Copy out every item below verbatim, keeping each line of text and coordinates in order but leaving out the pictures.

======

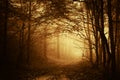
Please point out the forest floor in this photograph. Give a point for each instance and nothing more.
(78, 71)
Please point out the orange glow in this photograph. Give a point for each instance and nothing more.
(68, 50)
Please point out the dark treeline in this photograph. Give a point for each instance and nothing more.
(19, 20)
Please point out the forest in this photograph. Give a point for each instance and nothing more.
(59, 39)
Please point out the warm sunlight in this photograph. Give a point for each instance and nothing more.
(69, 49)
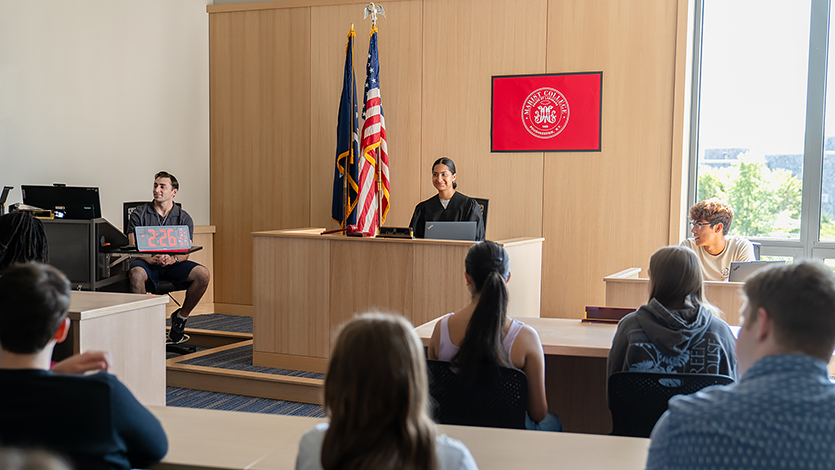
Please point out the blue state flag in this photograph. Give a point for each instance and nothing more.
(347, 145)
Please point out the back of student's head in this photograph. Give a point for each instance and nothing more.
(676, 277)
(800, 299)
(22, 239)
(488, 265)
(376, 398)
(34, 300)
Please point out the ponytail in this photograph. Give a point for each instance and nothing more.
(488, 265)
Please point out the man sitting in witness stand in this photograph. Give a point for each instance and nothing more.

======

◆ **Task answer**:
Please point out the forest floor in this photograph. Give a point for each instance and nothing more.
(78, 71)
Please point out the orange glow in this photograph. Give a point for each instance and nothing more.
(68, 50)
Please point out the dark treeline in this photograph. Give a point for each instance and nothing more.
(19, 20)
Please point out the forest in this photograph. Give a point for each instance and nothing more.
(59, 39)
Please point out the warm sunlight in this photograph. Give a point for each instance and nothing more.
(69, 49)
Please point out the blue state flag in this photograph. Give a point for each instance and nothing more.
(347, 145)
Please point out the back of student's head in this photograph. Give a point for each instance and nothing more.
(676, 277)
(800, 299)
(22, 239)
(488, 265)
(376, 398)
(34, 300)
Please point out the ponytail in this photograph. Give a point for each instance and nothing more.
(488, 265)
Please point out the man sitting in witness stand in this photograph. Give a point for each instance and nothing more.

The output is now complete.